[Items from a dataset]

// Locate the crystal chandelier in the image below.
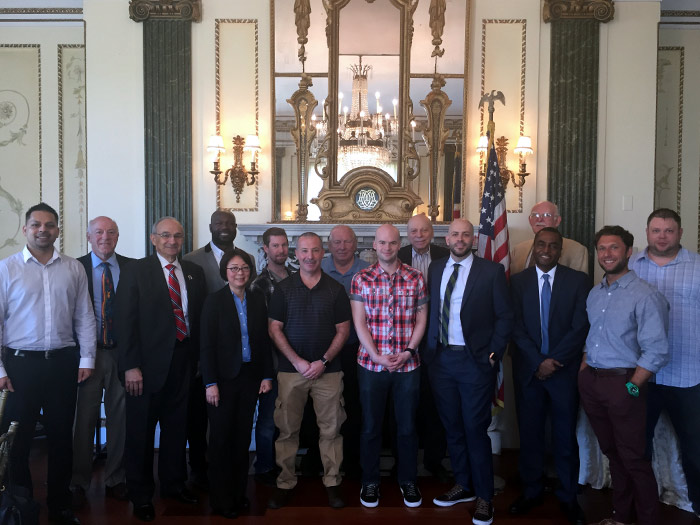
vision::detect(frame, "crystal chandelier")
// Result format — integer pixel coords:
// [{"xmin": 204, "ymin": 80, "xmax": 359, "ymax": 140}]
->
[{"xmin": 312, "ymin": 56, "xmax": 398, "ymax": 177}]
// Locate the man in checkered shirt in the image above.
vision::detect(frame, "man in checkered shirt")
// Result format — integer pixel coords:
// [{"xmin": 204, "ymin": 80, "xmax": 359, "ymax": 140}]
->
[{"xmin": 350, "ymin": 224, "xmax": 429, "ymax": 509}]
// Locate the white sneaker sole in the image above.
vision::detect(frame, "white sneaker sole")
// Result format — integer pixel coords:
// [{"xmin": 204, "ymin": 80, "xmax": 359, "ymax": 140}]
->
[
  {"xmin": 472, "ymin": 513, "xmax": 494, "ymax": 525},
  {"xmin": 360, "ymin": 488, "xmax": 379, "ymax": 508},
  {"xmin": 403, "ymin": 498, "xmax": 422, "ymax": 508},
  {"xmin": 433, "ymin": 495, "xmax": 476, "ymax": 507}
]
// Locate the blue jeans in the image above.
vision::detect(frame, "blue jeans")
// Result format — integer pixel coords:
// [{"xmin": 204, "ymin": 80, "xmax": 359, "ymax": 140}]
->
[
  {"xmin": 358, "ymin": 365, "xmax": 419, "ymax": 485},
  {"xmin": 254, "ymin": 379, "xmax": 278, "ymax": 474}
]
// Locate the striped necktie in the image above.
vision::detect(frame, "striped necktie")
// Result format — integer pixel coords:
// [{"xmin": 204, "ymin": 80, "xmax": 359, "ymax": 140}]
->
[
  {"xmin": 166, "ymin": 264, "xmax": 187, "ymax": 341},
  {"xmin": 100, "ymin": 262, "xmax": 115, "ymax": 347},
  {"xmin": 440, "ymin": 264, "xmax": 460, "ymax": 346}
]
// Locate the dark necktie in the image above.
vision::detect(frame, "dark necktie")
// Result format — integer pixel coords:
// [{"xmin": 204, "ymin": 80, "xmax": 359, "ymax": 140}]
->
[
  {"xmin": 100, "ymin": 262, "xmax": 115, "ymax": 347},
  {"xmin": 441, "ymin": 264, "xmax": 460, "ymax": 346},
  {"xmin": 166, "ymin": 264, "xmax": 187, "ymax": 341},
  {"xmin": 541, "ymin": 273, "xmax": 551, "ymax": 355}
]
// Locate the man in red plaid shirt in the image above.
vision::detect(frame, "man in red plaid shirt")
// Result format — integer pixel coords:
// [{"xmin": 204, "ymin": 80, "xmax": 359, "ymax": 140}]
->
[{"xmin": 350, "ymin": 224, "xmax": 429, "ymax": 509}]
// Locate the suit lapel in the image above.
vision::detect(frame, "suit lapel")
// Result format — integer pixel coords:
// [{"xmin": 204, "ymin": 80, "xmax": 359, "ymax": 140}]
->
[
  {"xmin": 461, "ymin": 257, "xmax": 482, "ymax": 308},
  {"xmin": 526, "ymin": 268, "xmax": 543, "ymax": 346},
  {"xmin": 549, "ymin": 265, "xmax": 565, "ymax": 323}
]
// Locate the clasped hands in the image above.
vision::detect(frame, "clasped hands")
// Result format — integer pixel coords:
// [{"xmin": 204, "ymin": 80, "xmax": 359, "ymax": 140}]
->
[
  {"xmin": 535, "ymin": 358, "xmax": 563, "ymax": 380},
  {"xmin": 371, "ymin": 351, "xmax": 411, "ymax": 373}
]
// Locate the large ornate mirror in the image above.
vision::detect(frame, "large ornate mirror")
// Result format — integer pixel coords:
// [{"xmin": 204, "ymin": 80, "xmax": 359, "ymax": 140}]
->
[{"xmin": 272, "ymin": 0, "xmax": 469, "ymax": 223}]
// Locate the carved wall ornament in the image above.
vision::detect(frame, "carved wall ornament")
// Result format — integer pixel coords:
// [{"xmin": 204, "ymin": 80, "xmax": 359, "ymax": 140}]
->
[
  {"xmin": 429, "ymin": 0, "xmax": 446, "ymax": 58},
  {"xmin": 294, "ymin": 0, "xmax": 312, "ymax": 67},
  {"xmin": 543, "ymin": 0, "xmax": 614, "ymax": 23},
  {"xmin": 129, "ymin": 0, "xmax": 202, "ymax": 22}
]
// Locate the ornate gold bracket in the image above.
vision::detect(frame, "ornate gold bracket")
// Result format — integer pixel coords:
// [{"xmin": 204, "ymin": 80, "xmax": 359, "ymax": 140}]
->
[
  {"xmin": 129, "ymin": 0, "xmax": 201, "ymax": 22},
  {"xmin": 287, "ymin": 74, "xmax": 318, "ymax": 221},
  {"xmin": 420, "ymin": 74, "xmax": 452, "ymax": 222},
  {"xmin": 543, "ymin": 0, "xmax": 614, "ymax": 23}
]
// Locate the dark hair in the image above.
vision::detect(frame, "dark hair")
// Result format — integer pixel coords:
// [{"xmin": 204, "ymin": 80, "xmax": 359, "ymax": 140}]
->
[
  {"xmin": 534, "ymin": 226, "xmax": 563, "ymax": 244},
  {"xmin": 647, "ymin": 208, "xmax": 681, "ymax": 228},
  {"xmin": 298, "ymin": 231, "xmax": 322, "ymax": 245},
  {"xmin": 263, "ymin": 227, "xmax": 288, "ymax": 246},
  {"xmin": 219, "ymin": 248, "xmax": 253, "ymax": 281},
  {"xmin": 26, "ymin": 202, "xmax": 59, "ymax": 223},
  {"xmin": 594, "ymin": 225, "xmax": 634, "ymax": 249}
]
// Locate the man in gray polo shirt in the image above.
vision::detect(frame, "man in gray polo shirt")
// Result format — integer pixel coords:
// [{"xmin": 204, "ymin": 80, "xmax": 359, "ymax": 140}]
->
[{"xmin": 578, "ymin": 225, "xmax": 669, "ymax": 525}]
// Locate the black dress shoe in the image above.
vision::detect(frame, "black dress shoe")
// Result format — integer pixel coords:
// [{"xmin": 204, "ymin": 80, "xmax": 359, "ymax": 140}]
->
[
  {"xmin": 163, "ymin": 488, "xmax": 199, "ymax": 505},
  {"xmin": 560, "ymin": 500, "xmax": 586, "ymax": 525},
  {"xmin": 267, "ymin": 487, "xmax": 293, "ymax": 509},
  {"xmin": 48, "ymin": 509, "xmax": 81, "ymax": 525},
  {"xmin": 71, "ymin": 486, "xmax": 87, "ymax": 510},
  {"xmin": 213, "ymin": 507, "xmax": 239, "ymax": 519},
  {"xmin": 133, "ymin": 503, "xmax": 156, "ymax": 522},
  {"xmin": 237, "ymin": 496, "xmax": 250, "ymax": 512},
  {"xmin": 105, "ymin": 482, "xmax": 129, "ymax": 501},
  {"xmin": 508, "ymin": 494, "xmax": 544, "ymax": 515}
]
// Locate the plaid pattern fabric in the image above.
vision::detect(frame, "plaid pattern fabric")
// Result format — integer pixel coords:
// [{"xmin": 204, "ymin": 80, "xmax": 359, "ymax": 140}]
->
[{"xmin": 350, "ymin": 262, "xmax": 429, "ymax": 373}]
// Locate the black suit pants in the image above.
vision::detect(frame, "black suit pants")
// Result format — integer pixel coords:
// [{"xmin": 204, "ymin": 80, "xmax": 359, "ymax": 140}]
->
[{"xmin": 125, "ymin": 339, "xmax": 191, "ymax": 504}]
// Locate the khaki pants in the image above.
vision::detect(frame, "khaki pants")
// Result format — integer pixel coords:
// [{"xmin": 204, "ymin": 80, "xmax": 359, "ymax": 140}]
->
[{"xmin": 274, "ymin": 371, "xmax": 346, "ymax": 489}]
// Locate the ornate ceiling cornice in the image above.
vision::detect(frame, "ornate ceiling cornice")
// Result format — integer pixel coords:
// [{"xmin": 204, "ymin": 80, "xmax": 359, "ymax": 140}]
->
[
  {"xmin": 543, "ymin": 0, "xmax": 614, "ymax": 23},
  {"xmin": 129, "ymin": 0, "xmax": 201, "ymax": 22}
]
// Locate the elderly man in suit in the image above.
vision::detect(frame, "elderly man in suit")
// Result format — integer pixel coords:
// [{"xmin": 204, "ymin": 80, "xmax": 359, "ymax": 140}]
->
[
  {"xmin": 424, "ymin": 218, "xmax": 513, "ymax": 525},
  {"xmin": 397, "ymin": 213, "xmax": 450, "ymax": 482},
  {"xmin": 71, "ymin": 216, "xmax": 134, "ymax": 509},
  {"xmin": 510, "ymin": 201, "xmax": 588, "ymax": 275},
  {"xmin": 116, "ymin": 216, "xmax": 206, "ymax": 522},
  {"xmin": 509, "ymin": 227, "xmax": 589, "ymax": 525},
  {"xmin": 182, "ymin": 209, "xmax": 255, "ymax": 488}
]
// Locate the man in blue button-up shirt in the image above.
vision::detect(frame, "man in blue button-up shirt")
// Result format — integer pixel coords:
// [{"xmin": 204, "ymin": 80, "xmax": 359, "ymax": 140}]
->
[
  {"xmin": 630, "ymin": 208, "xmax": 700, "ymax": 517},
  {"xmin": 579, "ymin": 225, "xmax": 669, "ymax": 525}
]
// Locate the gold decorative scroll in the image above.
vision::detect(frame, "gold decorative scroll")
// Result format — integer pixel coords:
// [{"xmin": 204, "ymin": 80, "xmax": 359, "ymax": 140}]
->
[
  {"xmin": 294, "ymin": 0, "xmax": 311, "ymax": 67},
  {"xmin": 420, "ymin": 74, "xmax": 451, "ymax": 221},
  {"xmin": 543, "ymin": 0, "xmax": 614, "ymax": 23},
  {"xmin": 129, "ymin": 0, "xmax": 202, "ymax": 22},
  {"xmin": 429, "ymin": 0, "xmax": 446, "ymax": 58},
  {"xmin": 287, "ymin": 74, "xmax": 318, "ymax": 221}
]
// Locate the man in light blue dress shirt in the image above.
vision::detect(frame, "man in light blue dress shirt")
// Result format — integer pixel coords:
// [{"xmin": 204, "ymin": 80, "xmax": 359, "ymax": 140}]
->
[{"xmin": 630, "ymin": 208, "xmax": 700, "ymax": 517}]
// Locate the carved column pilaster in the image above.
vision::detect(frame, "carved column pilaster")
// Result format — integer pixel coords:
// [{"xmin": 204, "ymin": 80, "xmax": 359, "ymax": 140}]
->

EXERCISE DETAILS:
Look through the data and gather every line with the string "gold" in it.

REPLY TO THE EXERCISE:
// Locate the ornate gold bracket in the image above.
vision::detect(frame, "ornate gold bracket")
// Locate the gold decorative scroll in the image above.
vision::detect(frame, "gold decorative scroll")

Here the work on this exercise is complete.